[Document section]
=== Section Start ===
GMO statistics Part 10: the King of Hearts is NOT equivalent to the King of England

Repeatedly claims are being made about food safety based on searches for differences between foods based on the concept of statistical significance (see for example Academics Review Genetic Roulette 1.3).

In many cases the differences that are claimed are not even statistically significant because the wrong statistical models are used. Quite often the assumptions used when apply the test are violated , and the old saying,  a garbage in garbage out applies .When using statistical  tests based on certain assumptions it is always important to always ask whether or not the assumptions are justified.

But other statistical mistakes are being made when making claims about GM feed safety. A common one is to confuse statistical with practical and biological significance.

Even when the assumptions of use a statistical test are justified, a statistical indicator that comes out of them may be of no practical medical or clinical importance. The results  may be statistically significant but of no practical or biological importance. Indeed the differences can occur between feeds and foods which are of no importance whatsoever for food safety or nutrition. Most meals we eat are different from one another, but this usually does not matter.
=== Section End ===
[Provided information]
=== Section Start ===
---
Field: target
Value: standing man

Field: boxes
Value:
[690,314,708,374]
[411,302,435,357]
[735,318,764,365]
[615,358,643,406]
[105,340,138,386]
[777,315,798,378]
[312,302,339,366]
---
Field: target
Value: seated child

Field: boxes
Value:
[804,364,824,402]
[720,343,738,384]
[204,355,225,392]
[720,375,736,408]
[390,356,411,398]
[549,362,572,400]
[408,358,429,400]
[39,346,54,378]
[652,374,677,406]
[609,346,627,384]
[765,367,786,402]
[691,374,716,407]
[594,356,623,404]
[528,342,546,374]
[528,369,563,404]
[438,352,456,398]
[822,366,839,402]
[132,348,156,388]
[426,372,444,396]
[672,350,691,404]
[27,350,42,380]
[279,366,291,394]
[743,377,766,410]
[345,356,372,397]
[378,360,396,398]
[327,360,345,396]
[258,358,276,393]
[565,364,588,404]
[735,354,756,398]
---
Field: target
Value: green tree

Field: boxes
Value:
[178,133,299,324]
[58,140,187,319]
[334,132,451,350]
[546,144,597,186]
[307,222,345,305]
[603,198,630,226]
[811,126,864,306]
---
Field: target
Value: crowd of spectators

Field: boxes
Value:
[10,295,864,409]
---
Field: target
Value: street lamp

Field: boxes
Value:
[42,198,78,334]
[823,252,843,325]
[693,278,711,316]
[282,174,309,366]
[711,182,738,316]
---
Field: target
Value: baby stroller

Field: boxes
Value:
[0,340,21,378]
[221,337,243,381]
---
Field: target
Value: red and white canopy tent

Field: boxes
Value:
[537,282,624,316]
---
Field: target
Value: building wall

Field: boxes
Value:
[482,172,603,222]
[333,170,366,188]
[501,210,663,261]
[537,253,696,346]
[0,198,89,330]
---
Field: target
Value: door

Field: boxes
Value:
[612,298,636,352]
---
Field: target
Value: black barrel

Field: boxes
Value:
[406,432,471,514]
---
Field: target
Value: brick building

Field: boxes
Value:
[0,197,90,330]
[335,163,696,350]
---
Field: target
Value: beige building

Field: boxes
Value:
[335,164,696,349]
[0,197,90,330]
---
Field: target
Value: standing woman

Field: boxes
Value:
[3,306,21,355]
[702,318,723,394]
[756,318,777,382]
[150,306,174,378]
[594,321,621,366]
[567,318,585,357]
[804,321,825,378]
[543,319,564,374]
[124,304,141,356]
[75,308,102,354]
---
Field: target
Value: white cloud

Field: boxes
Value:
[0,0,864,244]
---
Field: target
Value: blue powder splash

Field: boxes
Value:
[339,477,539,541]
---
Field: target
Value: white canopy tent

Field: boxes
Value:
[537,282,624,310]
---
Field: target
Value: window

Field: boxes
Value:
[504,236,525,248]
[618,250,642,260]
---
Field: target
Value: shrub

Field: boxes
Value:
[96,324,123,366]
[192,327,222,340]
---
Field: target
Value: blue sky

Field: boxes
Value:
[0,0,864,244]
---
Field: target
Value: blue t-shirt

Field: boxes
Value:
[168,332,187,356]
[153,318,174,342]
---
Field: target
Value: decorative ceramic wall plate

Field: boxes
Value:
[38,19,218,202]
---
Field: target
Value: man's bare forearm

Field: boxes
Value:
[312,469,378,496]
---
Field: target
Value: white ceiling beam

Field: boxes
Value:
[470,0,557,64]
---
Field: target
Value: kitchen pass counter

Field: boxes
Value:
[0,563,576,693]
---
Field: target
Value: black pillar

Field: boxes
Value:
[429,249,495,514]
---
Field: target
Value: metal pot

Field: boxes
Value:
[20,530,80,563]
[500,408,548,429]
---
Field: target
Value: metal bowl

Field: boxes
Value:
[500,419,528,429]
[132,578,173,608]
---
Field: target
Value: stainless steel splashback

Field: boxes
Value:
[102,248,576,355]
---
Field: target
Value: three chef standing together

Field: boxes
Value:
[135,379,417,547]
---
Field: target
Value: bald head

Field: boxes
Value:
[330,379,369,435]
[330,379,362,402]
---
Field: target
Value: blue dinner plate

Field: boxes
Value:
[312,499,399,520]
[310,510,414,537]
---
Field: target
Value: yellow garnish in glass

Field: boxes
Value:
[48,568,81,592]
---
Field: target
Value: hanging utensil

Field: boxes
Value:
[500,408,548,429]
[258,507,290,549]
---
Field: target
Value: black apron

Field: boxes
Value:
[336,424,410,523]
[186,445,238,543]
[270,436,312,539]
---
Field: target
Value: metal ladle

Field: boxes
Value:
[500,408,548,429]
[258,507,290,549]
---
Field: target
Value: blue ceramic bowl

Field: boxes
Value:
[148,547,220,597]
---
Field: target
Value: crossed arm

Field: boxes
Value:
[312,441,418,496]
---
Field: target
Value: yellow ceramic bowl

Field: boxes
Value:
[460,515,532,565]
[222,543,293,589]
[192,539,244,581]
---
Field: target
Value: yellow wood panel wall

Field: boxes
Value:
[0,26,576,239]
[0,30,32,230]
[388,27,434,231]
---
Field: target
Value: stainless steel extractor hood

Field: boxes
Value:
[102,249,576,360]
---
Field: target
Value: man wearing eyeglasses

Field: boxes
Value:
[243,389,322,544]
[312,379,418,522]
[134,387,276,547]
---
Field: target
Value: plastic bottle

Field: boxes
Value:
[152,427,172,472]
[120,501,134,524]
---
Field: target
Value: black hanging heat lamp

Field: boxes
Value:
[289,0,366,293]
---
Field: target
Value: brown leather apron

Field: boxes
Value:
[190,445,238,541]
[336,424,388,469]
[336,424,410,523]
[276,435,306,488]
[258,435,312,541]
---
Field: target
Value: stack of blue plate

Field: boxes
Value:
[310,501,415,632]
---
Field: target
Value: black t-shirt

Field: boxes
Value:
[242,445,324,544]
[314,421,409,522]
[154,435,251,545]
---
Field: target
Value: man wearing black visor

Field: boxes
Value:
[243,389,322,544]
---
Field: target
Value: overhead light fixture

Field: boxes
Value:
=== Section End ===
[Brief 1] Do these statements agree with the GMO statistics text? Answer yes or no for each, and quote the words from the text that decide it. (a) A result can be statistically significant yet have no practical or biological importance. (b) The differences that get claimed are always statistically significant. (c) Most meals we eat are different from one another.
[Brief 2] According to the GMO statistics text, what is one common statistical mistake made in claims about GM feed safety?

[Task solution 1]
(a) Yes: "may be statistically significant but of no practical or biological importance"
(b) No: "In many cases the differences that are claimed are not even statistically significant because the wrong statistical models are used."
(c) Yes: "Most meals we eat are different from one another"

[Task solution 2] Confusing statistical significance with practical and biological significance.